__INSTRUCTION__. Rewrite all of the entries below, substituting "using this format" for every occurrence of "with a sample like this" and keeping everything else identical.

----- DATA PROVIDED -----

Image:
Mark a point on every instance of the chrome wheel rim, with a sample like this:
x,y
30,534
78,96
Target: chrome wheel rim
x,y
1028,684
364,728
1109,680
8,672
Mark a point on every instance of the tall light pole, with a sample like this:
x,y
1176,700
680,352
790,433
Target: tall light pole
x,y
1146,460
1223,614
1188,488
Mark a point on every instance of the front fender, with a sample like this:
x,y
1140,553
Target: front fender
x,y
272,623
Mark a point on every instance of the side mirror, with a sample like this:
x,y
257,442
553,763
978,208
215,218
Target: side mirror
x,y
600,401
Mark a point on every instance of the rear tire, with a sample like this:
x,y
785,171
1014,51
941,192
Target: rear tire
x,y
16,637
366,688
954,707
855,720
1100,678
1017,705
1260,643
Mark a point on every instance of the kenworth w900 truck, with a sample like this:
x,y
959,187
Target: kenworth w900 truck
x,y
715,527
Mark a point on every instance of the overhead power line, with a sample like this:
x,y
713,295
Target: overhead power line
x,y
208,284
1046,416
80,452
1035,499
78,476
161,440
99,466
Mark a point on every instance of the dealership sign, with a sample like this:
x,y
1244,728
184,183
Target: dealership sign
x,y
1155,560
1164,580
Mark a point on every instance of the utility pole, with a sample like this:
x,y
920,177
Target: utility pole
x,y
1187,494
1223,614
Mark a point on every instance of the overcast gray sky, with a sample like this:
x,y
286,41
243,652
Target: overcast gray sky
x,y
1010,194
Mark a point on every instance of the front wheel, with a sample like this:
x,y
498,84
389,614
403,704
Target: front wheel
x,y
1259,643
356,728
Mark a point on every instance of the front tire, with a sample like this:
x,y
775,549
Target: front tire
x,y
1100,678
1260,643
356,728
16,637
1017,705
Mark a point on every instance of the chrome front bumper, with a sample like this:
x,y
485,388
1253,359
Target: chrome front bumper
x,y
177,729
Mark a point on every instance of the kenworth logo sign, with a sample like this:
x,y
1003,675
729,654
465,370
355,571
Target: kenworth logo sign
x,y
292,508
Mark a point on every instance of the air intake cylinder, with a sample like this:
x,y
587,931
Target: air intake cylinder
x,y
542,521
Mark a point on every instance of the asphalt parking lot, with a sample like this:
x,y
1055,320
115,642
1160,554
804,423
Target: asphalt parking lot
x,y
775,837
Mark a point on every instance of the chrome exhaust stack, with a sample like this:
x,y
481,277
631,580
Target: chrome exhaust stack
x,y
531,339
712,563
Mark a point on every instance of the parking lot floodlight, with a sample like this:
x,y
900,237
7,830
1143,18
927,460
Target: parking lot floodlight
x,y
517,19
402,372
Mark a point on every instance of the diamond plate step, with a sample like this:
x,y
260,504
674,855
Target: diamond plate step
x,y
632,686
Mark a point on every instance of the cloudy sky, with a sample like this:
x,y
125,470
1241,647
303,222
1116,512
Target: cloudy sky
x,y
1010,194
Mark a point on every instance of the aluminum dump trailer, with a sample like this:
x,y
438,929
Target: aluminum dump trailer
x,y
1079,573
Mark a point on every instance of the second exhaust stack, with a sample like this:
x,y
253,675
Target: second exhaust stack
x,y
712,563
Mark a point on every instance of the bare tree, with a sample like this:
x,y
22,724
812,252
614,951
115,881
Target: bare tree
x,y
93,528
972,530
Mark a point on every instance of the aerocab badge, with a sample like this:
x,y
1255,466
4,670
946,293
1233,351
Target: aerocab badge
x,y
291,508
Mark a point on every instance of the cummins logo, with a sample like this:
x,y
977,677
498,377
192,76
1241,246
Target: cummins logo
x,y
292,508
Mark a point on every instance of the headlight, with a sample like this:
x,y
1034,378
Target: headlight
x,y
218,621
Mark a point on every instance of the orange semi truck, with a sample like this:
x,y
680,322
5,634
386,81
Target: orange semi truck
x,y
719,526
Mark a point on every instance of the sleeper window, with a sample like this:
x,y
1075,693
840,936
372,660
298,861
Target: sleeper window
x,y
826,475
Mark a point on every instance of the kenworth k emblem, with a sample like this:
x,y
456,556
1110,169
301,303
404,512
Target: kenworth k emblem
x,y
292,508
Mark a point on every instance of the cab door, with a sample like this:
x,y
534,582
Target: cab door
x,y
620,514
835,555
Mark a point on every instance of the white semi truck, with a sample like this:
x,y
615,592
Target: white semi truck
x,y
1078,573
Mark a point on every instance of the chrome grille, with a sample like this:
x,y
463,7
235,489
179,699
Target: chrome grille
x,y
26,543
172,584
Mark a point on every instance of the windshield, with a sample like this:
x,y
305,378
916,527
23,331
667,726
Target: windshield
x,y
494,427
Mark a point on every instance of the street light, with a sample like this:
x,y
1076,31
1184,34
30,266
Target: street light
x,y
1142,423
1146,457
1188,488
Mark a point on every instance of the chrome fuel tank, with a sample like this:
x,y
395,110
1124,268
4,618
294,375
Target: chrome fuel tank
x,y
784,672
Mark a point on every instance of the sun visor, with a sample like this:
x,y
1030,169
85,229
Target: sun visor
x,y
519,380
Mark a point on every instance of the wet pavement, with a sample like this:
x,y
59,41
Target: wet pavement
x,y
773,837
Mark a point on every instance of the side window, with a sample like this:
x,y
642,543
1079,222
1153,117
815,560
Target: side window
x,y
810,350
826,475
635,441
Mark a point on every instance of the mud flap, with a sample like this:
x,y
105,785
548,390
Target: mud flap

-----

__RESPONSE TO THIS TASK__.
Image:
Mark a point on every instance of the chrome wheel rim, using this format:
x,y
30,534
78,96
Target: chrome wheel rim
x,y
1028,684
364,728
1109,680
8,672
Mark a point on every instance of the tall light pole, using this format:
x,y
1176,700
680,352
790,433
Target: tall light pole
x,y
1146,460
1223,614
1188,488
Mark a point on every instance of the front fender, using this format:
x,y
1140,553
Target: front fender
x,y
272,623
Mark a point on every instance of the side mirror, using this format:
x,y
257,442
553,763
978,208
215,218
Target: side mirror
x,y
600,401
Mark a point on every instance of the rear tire, using this format:
x,y
785,171
1014,51
941,192
Target: rear tire
x,y
16,637
366,688
954,707
855,720
1100,678
1017,705
1260,643
Mark a point on every instance of the kenworth w900 truck, using this format:
x,y
959,187
Target: kenworth w900 truck
x,y
715,527
Mark a point on every instance of the overhead power line, using this format:
x,y
713,295
Target: overhead power line
x,y
208,284
1046,416
80,452
1035,499
78,476
161,440
99,466
Mark a point on every instance of the dealership sign, using this format:
x,y
1244,728
184,183
Target: dealership sign
x,y
1155,560
1164,580
Mark a point on every instance of the utility pole, using this format:
x,y
920,177
Target: utility pole
x,y
1187,494
1223,614
Mark a point on every instance of the overcast gray sky, using this format:
x,y
286,41
243,652
Target: overcast gray sky
x,y
1010,194
Mark a point on every instance of the front wheel, using this format:
x,y
498,84
389,614
403,704
Target: front wheel
x,y
1259,643
356,728
Mark a point on every instance of the front tire, using this format:
x,y
775,549
Target: front tire
x,y
1100,678
1260,643
356,728
16,637
1017,705
Mark a point on every instance of the chrome front bumper, using this format:
x,y
485,388
1253,359
Target: chrome front bumper
x,y
177,729
Mark a point on every instance of the kenworth logo sign, using this format:
x,y
1003,675
729,654
465,370
355,571
Target: kenworth logo sign
x,y
292,508
Mark a point on every instance of the air intake cylinder, using this format:
x,y
587,931
Target: air intake cylinder
x,y
542,521
Mark a point on every instance of the asphalt parking lot, using this format:
x,y
1055,320
115,642
1160,554
804,423
Target: asphalt parking lot
x,y
775,837
Mark a point on every instance of the chrome exhaust stack, using this format:
x,y
481,277
631,580
Target: chrome exhaust stack
x,y
531,339
712,563
Mark a point on every instance of the parking lot floodlight, using this format:
x,y
900,237
7,830
1143,18
927,460
Target: parking lot floodlight
x,y
517,19
402,372
Mark a point on every instance of the diamond plate step, using this format:
x,y
260,504
674,855
Target: diamond plate step
x,y
632,686
Mark a point on every instance of the cloudy sky, using this format:
x,y
125,470
1241,647
303,222
1116,512
Target: cloudy sky
x,y
1010,194
Mark a point on every instance of the aluminum dump trailer, using this format:
x,y
438,929
Target: aluminum dump trailer
x,y
1079,573
Mark a point on every instance of the second exhaust stack, using this format:
x,y
253,675
Target: second exhaust stack
x,y
712,563
Mark a point on every instance of the bare tree, using this format:
x,y
22,724
812,252
614,951
115,881
Target: bare tree
x,y
93,528
972,530
Mark a point on every instance of the aerocab badge, using this format:
x,y
1255,466
4,670
946,293
1233,351
Target: aerocab badge
x,y
291,508
Mark a point on every instance of the cummins logo, using this format:
x,y
977,677
498,377
192,76
1241,246
Target: cummins logo
x,y
292,508
Mark a point on every instance of the headlight, using this format:
x,y
1034,378
Target: headlight
x,y
218,621
Mark a point on every instance of the orange semi truck, using this format:
x,y
680,322
5,634
386,81
Target: orange semi truck
x,y
719,526
Mark a point on every instance of the sleeper window, using this format:
x,y
1075,693
840,936
372,660
298,861
Target: sleeper window
x,y
826,475
Mark a point on every instance of the kenworth k emblem, using this format:
x,y
456,556
1110,169
301,303
404,512
Target: kenworth k emblem
x,y
292,508
Mark a point on every instance of the cab door, using this format:
x,y
534,582
Target: cab door
x,y
620,514
835,555
Mark a point on every instance of the white semi truck, using this format:
x,y
615,592
Target: white semi truck
x,y
1078,573
Mark a point on every instance of the chrome grille, using this format:
x,y
463,7
235,489
179,699
Target: chrome grille
x,y
26,543
172,584
Mark a point on every instance of the windshield, using this format:
x,y
305,378
916,527
23,331
667,726
Target: windshield
x,y
494,427
Mark a point on every instance of the street light, using this format:
x,y
1076,31
1184,34
30,266
Target: street light
x,y
1142,423
1146,457
1188,488
Mark a point on every instance of the chrome fuel tank, using this format:
x,y
395,110
1124,268
4,618
294,375
Target: chrome fuel tank
x,y
784,672
Mark a point on every instance of the sun visor, using this format:
x,y
1030,169
85,229
Target: sun visor
x,y
519,380
Mark a point on every instance of the wet pavement, using this format:
x,y
59,41
Target: wet pavement
x,y
773,837
Mark a point on every instance of the side window, using this format:
x,y
642,543
1079,222
1153,117
815,560
Target: side window
x,y
810,350
826,475
635,441
Mark a point on every instance of the mud flap, using this format:
x,y
105,785
548,390
Target: mud flap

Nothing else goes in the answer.